**Region pointing data:**
[Start of section]

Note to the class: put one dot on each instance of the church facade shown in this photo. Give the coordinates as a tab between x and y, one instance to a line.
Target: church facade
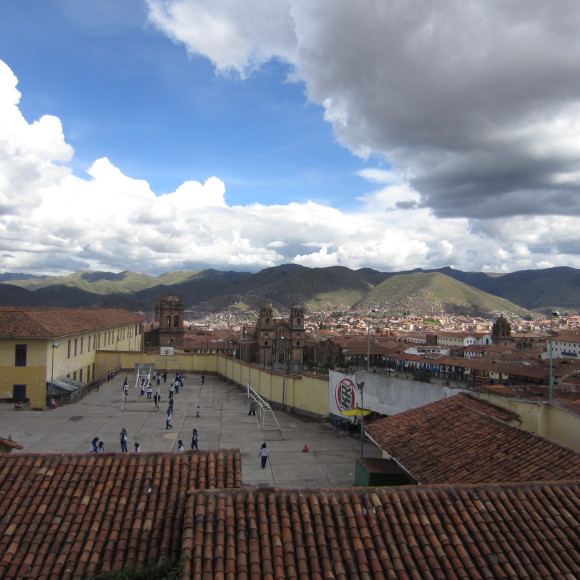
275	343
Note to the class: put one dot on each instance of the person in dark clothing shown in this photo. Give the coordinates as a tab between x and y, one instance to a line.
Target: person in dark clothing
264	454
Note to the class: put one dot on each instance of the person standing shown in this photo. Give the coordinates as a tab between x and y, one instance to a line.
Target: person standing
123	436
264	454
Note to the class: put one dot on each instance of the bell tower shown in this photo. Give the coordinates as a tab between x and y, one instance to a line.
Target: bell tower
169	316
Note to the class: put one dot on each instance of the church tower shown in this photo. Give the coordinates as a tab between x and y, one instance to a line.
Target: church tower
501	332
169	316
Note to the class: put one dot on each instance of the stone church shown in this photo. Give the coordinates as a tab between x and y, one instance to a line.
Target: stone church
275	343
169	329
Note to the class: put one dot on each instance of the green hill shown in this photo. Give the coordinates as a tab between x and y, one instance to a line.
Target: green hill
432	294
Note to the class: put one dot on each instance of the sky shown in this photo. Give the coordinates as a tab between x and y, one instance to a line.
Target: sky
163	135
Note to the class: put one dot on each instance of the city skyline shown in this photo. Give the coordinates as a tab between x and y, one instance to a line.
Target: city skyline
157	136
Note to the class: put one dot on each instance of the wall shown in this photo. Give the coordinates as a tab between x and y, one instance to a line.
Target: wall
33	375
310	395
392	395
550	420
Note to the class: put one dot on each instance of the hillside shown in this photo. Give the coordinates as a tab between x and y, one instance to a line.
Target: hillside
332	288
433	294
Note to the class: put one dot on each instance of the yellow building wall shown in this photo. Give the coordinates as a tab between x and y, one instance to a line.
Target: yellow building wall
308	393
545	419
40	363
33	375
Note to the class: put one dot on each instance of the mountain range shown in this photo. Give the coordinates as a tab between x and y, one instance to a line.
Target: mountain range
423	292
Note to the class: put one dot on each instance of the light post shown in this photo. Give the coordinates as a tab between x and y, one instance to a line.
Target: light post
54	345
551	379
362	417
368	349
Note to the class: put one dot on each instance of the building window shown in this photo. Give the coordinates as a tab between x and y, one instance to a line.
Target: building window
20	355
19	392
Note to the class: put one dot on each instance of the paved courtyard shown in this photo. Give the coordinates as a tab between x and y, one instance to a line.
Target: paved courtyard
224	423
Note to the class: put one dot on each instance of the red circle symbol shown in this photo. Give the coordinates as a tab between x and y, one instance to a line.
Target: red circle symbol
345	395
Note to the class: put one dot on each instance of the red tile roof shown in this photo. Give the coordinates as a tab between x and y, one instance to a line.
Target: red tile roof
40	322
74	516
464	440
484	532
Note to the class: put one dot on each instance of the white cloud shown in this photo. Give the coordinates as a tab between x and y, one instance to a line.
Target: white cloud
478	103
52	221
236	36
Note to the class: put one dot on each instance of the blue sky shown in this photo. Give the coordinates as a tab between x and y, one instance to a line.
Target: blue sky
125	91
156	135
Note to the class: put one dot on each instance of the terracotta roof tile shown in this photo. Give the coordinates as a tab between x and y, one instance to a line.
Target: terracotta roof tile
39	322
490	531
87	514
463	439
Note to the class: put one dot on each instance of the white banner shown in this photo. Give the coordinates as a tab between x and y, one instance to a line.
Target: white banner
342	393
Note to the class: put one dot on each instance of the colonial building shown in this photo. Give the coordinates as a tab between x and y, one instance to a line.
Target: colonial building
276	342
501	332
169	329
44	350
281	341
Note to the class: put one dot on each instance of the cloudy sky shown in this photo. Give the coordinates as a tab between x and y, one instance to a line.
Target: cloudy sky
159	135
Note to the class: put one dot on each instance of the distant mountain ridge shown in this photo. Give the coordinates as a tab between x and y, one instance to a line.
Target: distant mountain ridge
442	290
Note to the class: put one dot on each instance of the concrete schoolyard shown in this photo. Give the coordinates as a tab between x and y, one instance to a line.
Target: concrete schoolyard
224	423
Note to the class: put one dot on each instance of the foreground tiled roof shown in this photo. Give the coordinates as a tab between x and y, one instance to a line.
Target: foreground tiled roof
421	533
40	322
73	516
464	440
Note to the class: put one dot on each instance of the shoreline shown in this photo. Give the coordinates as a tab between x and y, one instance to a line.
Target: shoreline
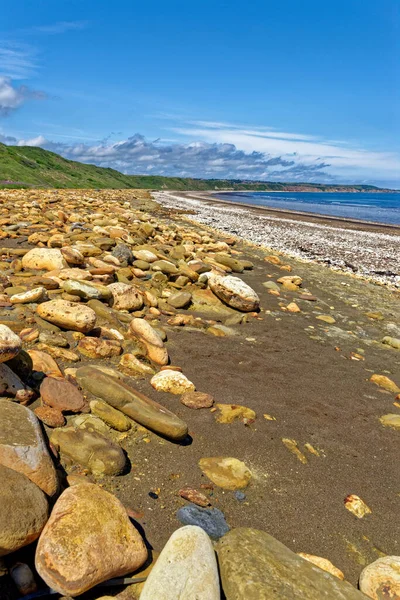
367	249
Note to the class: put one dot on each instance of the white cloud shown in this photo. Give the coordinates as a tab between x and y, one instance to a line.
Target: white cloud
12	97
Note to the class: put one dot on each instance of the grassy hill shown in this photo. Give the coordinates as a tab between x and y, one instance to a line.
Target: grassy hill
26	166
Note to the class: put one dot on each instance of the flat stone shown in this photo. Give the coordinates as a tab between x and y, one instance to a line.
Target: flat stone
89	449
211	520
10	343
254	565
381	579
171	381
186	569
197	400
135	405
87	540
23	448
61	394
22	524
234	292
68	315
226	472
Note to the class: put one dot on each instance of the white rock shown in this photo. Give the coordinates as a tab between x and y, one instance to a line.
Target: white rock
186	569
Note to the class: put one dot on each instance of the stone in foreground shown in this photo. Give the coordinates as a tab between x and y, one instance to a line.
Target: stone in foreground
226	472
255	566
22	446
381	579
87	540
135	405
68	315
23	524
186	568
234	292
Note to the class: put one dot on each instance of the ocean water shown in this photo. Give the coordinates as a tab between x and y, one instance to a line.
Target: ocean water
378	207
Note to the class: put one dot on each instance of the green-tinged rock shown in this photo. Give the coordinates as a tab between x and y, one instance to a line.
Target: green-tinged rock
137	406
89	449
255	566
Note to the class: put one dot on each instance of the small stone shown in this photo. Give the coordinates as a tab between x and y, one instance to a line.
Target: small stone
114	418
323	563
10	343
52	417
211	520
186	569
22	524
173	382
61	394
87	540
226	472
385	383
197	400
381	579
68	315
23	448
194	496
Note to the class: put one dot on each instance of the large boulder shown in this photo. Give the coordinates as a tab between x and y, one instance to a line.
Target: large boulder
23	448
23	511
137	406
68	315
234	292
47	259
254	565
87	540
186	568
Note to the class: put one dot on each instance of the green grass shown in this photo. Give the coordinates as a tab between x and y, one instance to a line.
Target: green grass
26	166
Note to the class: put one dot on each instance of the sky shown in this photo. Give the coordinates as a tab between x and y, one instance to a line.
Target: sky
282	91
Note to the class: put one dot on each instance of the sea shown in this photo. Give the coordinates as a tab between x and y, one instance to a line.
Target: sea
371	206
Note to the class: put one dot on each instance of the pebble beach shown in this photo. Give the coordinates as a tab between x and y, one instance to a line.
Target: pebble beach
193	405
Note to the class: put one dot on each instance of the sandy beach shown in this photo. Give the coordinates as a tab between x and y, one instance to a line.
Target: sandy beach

[End of section]

If a line of the data contains "sandy", copy it out.

Note to the class: put one dot on each instance of the sandy beach shown in this photo. Give the coordinates as a tab between x and y, one instance to a line.
Target: sandy beach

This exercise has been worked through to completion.